══ Extrait fourni
MALAISEPeut-on encore apprécier la perspective des JO quand on est de gauche ?

JO Paris 2024 : Peut-on encore apprécier la perspective des Jeux quand on est de gauche ?

MALAISEFace à toutes les externalités négatives liées aux Jeux olympiques et paralympiques, certains soutiens qui se placent à gauche sur l’échiquier politique ont des scrupules
Rachel Garrat-Valcarcel

Rachel Garrat-Valcarcel

L'essentiel

  • Vous êtes pour les JO, vous êtes contre les JO et vous êtes satisfaits de l’être ? Très bien pour vous.
  • Ici la parole est aux soutiens contrariés par la manière dont les choses se passent.
  • Peut-on allier soutien aux JO et ses propres valeurs ?

Ils sont dans la majorité, celle des 72 % des Français qui soutiennent l’organisation des Jeux olympiques et paralympiques (JOP) de Paris 2024. Mais mais… ils sont jamais contents, ces Français et ces Françaises. On en trouve qui ont des scrupules, un peu honte, voire qui changent d’avis. Il faut dire que ces derniers mois, les JOP ont pas tout fait pour se rendre populaires. Il y a eu les travaux, leur coût et puis l’affaire des jardins ouvriers d’Aubervilliers. Il y a eu les SDF qu’on vire dans d’autres régions pour faire place nette, pareil pour certains étudiants dans leur chambre du Crous. Il y a eu les bouquinistes qu’on prie de bien vouloir aller voir ailleurs pendant quelques semaines. Il y a le prix des places. Les lois sécuritaires exceptionnelles qu’on prévoit déjà de prolonger au-delà de l’évènement… La liste n’est pas exhaustive.

Les contraintes paraissent énormes pour une fête qui ne sera peut-être pas aussi populaire qu’annoncée. Dans l’appel lancé par 20 Minutes il y a quelques semaines c’est le coût environnemental et le prix des places qui revient le plus chez celles et ceux qui déchantent.

Ancien sportif de haut niveau ayant participé à de grandes compétitions internationales, Stéphane estime « qu’il n’y a que les cons qui ne changent pas d’avis : je ne soutiens plus ce genre de méga manifestation extrêmement impactante pour notre planète. » « Je ne suis pas contre mais j’ai honte, quand je vois les difficultés que rencontrent une majorité de Français avec l’inflation », nous dit Michèle. « Initialement très contents de pouvoir faire vivre cela à nos enfants, de 10 et 7 ans en 2024, nous avons été déçus par les tarifs et les modalités d’organisation pour la billetterie », explique Coralie, qui indique pourtant bien vivre. Pour elle, les JOP, ça sera finalement devant la télé.

Unpopular opinion ?
════
## Exercice court 1
Reproduisez à l'identique, dans les enregistrements, le passage allant de la ligne qui contient "of the illuminated" jusqu'à celle qui contient "x=434 y=567", ces deux lignes comprises.
══ Données de l'exercice
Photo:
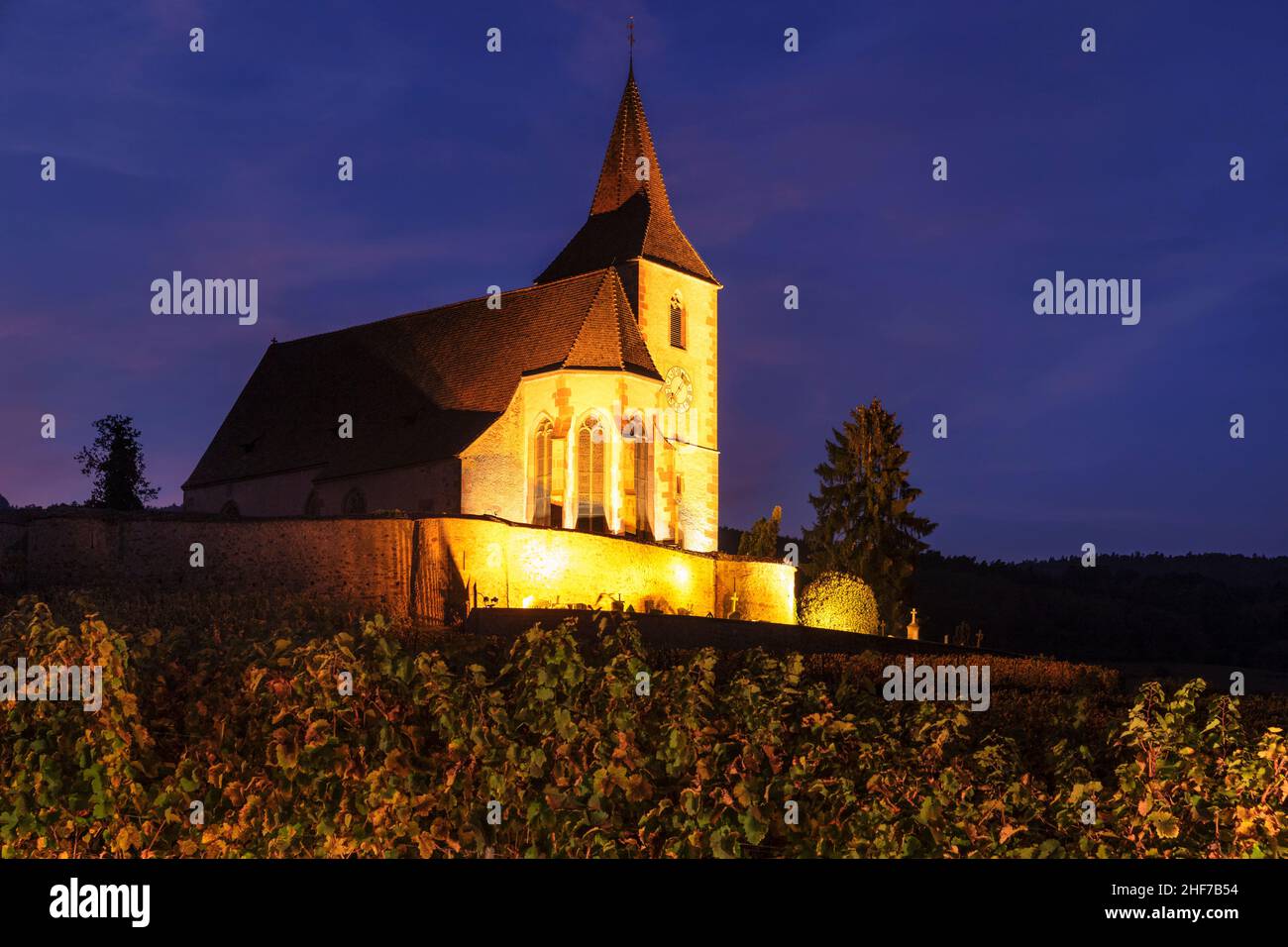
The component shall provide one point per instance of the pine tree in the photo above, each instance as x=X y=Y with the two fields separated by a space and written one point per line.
x=761 y=539
x=115 y=464
x=863 y=525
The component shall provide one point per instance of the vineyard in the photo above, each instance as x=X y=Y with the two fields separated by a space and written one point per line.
x=269 y=728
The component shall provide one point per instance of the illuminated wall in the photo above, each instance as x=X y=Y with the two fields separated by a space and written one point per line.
x=434 y=567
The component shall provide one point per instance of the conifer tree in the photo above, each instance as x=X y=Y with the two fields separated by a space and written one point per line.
x=863 y=525
x=761 y=539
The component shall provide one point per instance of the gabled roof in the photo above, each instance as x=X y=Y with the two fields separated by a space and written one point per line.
════
## Exercice court 2
D'après l'extrait sur les JO de Paris 2024, quelle part des Français soutient l'organisation des Jeux olympiques et paralympiques ?

## Résultat attendu 1
The component shall provide one point per instance of the illuminated wall in the photo above, each instance as x=X y=Y with the two fields separated by a space and written one point per line.
x=434 y=567

## Résultat attendu 2
72 % des Français.